▶ **EXERCISE GOAL**:
Could you give the passage of the article about settler outposts again, starting at "One can also" and ending at "the Green Line.", with "tractor" switched to "bulldozer"?

▶ **PAGE TEXT**:
The illegal Israeli outpost of Avigayil in the West Bank.Credit: Tomer Appelbaum
A photo of Dr. Zvi Bar'el.
Zvi Bar'el

The government’s response, so far at least, has been reserved in the face of 11 Israeli deaths in terrorist attacks last month. There has been no broad military operation akin to Guardian of the Walls aimed at Gaza or Jenin. The Shin Bet has engaged in “soul searching,” and the cabinet has convened on a few occasions, but the Muslim holy month of Ramadan has become an effective brake on the kind of vengeful rampage that in the past led to showcase operations that achieved nothing. Nor has anyone demanded the erection of new outposts, neighborhoods or towns to show “an appropriate Zionist response” to the murders.

One can easily imagine what would have happened if these attacks had taken place in the territories. For each person murdered, an illegal outpost would have been established – 10 to be exact because the one Arab victim, Amir Khoury, who saved lives, would not have merited such a response. Thousands of settlers, carrying their children and belongings (the settlers are always alert and ready to pounce and stake pegs on one of the holy hills whenever there is a terrorist attack) would have packed the roads on their way to a settlement celebration. Their leaders and emissaries would have immediately submitted demands to whitewash and regularize the illegal outposts. The army would have acted to block them and then protect the trespassers until the government decided what to do. The settlers know full well how to respond to terrorist attacks.

One can also imagine the government’s response had the Be’er Sheva, Hadera or Bnei Brak municipalities demanded that it enlarge their municipal boundaries or approve a budget to cover the construction of a school or street named after the victims. None of those municipalities would have dared to move a tractor before the necessary authorizations and budgets came through.

But it isn’t just the technical, legal and budgetary obstacles that stop these towns from carrying out an “appropriate Zionist response.” Here we see the enormous gap between the territory that is defined as the State of Israel and the settler latifundia, and it doesn’t just come down to the differing attitudes to the rule of law on the different sides of the Green Line.

▶ **INFORMATION SUPPLIED**:

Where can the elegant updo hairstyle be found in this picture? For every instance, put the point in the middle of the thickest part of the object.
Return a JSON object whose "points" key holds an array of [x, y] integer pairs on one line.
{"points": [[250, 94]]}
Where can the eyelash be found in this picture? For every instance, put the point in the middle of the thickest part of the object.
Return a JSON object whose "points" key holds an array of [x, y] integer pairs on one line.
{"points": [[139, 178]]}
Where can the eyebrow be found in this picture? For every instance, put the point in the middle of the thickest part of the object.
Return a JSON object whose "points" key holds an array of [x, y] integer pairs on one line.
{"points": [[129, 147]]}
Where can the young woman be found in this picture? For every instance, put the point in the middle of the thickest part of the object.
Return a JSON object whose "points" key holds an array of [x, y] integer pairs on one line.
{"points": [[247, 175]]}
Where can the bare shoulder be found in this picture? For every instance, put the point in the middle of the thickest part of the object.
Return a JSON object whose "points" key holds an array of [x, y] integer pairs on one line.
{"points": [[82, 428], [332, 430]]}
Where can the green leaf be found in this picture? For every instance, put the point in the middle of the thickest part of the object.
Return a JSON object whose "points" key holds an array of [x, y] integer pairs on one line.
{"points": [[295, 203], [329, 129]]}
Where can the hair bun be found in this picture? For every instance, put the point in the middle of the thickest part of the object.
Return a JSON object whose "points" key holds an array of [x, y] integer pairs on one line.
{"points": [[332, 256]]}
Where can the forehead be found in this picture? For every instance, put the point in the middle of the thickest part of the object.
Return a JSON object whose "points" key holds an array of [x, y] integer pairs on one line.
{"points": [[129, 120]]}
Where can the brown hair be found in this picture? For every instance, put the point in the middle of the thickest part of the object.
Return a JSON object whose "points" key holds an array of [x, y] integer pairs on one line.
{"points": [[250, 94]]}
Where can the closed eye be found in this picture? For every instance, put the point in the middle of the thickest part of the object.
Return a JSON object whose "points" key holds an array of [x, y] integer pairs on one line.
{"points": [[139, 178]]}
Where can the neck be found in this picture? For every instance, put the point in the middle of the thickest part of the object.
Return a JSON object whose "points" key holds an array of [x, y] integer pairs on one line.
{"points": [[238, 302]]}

▶ **FINAL RESULT**:
One can also imagine the government’s response had the Be’er Sheva, Hadera or Bnei Brak municipalities demanded that it enlarge their municipal boundaries or approve a budget to cover the construction of a school or street named after the victims. None of those municipalities would have dared to move a bulldozer before the necessary authorizations and budgets came through.

But it isn’t just the technical, legal and budgetary obstacles that stop these towns from carrying out an “appropriate Zionist response.” Here we see the enormous gap between the territory that is defined as the State of Israel and the settler latifundia, and it doesn’t just come down to the differing attitudes to the rule of law on the different sides of the Green Line.